**Task prompt:** Write out, character for character, the line containing "Mark the magenta" and all lines after it up to the end of the listing.

**Data for this task:**
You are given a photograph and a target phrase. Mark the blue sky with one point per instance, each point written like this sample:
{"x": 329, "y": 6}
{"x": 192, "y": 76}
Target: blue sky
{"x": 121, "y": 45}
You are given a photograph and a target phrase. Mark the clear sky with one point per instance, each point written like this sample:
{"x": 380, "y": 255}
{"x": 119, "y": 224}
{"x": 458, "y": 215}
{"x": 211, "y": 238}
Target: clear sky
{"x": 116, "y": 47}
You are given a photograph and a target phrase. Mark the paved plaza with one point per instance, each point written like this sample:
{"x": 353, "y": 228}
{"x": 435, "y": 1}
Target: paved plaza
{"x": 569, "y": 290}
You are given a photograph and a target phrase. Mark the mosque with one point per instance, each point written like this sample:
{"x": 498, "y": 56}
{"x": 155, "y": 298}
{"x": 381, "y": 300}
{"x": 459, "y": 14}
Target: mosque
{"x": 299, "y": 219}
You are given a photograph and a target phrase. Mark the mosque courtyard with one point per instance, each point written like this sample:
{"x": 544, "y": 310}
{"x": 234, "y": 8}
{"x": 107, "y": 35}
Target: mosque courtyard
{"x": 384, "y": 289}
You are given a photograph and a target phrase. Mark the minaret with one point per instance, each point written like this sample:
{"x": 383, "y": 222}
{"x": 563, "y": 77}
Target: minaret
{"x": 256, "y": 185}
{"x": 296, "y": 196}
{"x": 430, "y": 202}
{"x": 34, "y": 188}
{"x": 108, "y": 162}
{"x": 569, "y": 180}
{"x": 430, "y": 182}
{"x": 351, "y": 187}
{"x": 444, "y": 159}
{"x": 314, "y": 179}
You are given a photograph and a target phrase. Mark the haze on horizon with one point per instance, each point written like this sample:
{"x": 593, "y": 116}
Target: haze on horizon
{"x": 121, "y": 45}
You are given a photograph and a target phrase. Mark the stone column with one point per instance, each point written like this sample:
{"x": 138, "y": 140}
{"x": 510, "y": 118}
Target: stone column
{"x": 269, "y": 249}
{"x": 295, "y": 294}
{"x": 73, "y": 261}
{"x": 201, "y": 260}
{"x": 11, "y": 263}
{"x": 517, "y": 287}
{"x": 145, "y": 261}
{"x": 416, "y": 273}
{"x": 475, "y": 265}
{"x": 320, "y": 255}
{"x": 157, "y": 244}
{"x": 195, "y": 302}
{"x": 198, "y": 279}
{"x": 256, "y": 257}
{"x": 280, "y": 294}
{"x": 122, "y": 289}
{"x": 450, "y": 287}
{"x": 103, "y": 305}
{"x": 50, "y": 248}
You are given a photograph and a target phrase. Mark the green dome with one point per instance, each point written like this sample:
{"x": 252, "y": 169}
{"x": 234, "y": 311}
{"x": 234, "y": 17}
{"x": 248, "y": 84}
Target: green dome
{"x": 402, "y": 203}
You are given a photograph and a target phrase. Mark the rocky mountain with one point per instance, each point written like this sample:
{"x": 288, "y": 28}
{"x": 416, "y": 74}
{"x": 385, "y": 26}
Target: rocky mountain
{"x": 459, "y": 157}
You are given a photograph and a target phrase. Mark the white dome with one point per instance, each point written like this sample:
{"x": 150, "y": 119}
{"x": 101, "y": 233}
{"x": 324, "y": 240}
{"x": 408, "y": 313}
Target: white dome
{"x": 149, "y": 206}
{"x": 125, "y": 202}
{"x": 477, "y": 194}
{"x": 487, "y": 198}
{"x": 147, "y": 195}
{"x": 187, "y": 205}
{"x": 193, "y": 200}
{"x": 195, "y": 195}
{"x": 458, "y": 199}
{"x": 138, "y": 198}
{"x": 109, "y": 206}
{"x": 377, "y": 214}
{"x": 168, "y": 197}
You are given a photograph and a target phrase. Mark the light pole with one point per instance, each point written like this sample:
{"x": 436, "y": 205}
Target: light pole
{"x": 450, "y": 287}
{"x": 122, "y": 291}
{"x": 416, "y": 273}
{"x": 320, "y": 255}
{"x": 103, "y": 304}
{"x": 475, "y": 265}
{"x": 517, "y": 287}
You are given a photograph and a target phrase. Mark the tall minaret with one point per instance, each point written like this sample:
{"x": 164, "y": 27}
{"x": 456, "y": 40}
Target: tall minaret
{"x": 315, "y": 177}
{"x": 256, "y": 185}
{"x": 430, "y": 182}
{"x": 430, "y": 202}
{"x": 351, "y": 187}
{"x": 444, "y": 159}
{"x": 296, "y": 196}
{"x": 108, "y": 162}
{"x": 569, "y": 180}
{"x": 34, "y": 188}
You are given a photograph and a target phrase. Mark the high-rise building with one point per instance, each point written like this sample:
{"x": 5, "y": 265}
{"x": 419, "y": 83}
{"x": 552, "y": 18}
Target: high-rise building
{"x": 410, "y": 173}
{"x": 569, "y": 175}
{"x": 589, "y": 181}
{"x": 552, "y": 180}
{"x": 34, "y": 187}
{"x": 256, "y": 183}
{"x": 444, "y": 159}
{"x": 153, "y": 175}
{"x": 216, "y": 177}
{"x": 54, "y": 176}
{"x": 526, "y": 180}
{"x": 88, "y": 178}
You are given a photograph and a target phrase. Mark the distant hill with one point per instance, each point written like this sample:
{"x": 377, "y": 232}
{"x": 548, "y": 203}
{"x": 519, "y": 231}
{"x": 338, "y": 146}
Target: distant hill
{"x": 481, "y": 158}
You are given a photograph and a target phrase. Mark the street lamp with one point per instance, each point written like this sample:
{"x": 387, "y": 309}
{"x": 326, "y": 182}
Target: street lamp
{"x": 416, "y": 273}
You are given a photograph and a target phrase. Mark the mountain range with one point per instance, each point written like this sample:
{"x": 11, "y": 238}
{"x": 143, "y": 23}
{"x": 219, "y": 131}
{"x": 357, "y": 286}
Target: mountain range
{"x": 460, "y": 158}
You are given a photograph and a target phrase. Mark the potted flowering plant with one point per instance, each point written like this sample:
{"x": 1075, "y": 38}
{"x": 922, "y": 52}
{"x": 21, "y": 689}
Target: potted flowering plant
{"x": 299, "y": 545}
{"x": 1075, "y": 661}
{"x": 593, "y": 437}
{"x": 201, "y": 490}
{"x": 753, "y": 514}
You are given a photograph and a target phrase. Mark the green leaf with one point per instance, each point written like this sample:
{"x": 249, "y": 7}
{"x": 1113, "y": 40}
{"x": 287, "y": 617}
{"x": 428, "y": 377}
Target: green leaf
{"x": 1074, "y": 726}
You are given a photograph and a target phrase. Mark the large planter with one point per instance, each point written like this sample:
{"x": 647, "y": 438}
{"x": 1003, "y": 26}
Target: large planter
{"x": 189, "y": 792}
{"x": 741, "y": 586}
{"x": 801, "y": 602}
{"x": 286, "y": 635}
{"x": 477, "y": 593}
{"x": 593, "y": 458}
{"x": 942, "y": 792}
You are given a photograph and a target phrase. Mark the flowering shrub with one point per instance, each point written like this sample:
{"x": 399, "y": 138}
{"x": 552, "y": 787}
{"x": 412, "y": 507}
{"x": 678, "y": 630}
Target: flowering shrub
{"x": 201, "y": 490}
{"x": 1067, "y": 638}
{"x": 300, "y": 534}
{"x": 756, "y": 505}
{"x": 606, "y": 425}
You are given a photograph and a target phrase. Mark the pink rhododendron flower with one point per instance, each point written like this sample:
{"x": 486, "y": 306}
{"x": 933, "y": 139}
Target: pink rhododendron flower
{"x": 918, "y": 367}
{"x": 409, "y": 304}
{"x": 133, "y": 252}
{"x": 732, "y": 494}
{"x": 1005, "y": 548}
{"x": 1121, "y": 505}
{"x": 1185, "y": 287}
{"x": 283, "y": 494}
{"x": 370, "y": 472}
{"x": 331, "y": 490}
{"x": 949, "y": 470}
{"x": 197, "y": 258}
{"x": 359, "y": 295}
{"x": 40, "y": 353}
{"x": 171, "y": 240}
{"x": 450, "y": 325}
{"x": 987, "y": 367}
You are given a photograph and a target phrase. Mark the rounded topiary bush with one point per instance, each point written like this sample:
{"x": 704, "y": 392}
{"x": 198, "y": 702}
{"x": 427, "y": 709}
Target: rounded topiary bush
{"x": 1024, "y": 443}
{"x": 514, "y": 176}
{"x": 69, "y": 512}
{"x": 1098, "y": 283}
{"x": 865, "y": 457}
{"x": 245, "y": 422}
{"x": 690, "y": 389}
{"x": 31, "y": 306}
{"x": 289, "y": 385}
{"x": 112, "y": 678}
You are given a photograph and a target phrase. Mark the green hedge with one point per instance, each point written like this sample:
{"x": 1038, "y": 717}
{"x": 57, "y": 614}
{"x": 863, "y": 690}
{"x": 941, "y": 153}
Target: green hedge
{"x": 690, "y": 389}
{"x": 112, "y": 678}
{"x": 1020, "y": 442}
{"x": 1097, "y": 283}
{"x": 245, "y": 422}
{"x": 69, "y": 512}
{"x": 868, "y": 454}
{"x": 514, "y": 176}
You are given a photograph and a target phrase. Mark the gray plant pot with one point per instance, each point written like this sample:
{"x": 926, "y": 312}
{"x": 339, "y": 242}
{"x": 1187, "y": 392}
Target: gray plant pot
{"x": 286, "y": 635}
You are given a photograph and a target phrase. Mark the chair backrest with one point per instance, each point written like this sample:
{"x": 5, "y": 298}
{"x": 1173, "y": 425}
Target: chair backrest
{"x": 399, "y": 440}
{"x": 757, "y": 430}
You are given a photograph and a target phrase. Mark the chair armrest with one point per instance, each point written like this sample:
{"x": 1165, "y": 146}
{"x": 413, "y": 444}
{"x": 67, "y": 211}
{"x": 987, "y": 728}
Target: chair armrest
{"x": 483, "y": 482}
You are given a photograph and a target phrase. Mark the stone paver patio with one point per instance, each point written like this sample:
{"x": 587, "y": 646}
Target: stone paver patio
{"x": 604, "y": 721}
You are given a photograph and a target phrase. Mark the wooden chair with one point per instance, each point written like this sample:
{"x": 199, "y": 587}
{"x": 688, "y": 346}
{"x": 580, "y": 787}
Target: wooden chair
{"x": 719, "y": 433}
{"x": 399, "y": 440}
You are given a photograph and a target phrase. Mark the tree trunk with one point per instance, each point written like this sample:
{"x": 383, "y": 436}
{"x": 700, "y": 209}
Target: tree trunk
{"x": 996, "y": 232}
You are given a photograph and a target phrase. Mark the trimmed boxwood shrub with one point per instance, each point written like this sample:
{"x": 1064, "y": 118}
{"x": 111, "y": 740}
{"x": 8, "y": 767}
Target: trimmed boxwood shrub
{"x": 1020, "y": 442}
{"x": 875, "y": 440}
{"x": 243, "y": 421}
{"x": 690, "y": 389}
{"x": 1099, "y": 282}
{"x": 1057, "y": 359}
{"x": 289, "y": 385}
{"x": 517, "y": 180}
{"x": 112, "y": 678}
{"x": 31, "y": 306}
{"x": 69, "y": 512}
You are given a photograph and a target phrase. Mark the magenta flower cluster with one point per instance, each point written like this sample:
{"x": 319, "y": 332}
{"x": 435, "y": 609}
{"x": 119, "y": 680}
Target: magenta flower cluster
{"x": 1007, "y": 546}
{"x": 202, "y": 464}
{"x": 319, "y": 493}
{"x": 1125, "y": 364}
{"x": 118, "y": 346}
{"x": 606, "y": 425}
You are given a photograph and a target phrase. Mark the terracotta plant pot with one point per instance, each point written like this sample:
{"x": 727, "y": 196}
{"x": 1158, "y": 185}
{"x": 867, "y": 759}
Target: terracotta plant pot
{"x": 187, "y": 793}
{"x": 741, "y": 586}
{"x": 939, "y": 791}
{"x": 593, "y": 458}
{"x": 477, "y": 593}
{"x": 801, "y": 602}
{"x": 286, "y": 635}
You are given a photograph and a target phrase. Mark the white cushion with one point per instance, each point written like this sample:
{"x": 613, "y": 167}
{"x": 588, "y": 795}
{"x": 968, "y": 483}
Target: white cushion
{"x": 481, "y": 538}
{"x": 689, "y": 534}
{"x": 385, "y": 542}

**Finished task:**
You are given a photograph and a target phrase. Mark the magenta flower cluster with one point per instance, each point written like this sample:
{"x": 319, "y": 332}
{"x": 435, "y": 609}
{"x": 119, "y": 680}
Target: magenta flower cluster
{"x": 1007, "y": 546}
{"x": 202, "y": 464}
{"x": 319, "y": 493}
{"x": 1125, "y": 364}
{"x": 118, "y": 346}
{"x": 606, "y": 425}
You are given a photograph and a target phrase. Mark the terracotta plant pot with one point per instance, each point written like this sample:
{"x": 727, "y": 196}
{"x": 1158, "y": 185}
{"x": 867, "y": 759}
Target: terracotta plant pot
{"x": 187, "y": 793}
{"x": 741, "y": 586}
{"x": 939, "y": 791}
{"x": 593, "y": 458}
{"x": 477, "y": 593}
{"x": 801, "y": 602}
{"x": 286, "y": 635}
You are given a photograph and a target phrase. Mark the white cushion with one point per instance, each point written like this sample:
{"x": 613, "y": 167}
{"x": 588, "y": 795}
{"x": 968, "y": 483}
Target: white cushion
{"x": 481, "y": 538}
{"x": 689, "y": 534}
{"x": 385, "y": 542}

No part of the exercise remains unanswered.